(Records from a data collection)

BEGIN

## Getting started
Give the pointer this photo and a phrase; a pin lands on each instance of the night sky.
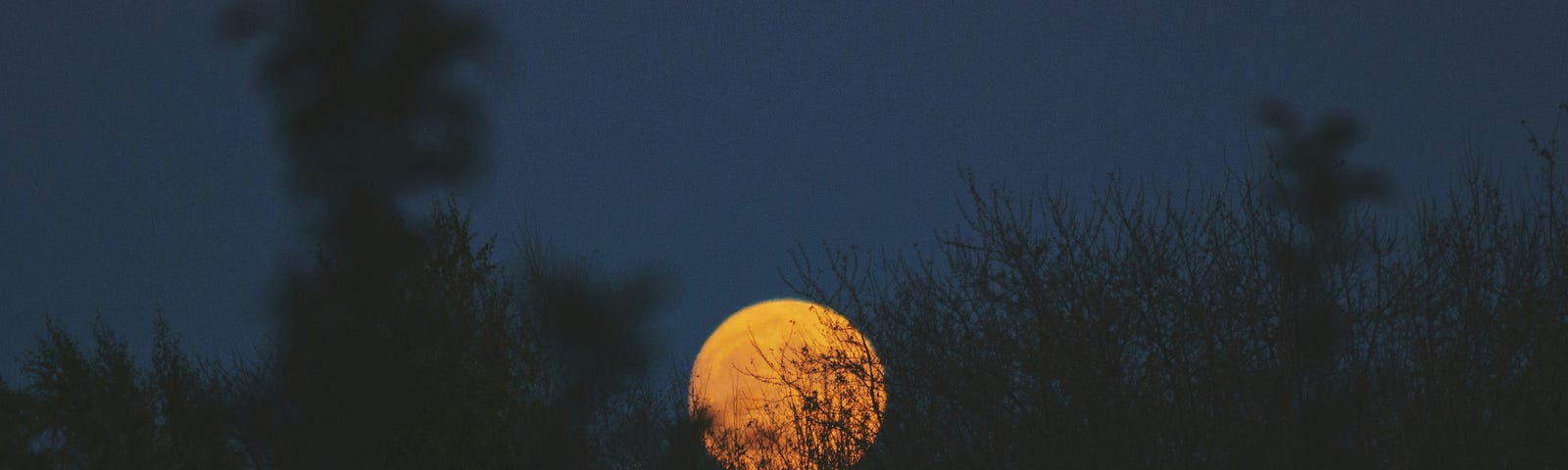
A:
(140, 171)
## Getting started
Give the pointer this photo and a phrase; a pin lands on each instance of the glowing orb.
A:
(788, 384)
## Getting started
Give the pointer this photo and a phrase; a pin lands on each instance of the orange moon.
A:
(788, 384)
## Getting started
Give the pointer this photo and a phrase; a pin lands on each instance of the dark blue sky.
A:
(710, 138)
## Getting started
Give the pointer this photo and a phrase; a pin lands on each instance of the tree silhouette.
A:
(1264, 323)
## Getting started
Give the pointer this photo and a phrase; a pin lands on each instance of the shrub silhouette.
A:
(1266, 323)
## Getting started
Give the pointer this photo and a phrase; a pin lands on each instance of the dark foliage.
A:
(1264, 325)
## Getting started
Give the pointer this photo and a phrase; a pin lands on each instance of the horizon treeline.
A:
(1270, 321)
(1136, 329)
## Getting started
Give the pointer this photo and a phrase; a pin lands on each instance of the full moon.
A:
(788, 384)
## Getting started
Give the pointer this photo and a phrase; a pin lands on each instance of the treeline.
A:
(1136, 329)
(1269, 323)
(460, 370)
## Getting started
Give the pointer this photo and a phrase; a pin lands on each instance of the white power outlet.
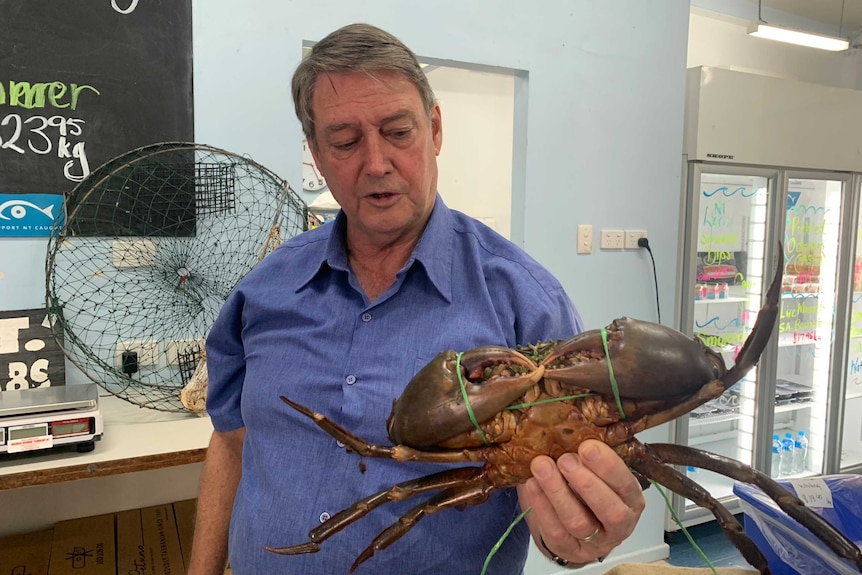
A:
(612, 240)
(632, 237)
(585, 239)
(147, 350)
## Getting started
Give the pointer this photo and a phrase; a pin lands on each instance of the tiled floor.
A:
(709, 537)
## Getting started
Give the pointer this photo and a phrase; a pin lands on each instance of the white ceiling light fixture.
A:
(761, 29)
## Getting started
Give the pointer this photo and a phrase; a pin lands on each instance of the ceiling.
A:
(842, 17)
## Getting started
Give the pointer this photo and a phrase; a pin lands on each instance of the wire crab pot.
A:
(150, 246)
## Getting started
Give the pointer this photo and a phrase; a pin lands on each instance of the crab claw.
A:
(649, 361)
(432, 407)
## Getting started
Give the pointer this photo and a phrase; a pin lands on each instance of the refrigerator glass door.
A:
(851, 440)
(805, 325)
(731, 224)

END
BEGIN

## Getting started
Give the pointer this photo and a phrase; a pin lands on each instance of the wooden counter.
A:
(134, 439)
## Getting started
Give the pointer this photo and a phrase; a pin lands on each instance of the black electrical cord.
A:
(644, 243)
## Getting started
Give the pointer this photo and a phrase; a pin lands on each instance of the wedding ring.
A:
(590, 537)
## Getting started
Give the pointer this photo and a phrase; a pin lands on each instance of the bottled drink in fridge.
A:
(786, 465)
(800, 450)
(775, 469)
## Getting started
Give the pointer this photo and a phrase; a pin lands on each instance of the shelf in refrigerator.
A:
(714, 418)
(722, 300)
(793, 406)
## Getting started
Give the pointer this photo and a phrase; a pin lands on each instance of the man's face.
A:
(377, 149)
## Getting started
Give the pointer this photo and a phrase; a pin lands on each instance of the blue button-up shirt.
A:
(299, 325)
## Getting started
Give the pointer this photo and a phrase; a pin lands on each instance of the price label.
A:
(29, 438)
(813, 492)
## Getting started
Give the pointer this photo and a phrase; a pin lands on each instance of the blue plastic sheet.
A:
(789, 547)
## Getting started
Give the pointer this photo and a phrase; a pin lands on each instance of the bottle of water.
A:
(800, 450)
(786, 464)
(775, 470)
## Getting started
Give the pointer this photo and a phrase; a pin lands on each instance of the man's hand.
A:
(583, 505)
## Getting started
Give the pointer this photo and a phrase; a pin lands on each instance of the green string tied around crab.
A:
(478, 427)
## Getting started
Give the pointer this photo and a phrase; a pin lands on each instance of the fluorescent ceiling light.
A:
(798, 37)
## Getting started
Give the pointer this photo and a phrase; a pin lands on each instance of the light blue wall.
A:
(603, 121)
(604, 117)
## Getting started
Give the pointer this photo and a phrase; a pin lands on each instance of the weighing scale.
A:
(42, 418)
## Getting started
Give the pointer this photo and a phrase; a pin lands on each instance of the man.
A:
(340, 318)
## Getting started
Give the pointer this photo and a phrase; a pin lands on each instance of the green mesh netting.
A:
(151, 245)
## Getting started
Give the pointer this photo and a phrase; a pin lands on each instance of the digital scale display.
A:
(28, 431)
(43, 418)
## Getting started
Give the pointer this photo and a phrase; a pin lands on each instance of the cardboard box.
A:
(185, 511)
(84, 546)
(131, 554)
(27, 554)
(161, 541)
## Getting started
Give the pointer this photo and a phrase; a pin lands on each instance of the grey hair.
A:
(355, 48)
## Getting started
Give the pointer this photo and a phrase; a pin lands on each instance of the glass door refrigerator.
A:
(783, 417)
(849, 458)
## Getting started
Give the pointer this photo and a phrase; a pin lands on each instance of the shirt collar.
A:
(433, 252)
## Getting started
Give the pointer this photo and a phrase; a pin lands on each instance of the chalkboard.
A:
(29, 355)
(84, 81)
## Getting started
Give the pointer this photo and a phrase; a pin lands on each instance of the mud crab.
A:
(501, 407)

END

▸ EXERCISE GOAL
Scan the records above for the word "dark". Copy each line that has it.

▸ WRITTEN RESPONSE
Give the pointer this photo and a phrase; a pin lands on each instance of the dark blue sky.
Give the pointer this photo and a phrase; a pin lands on each instance of the dark foliage.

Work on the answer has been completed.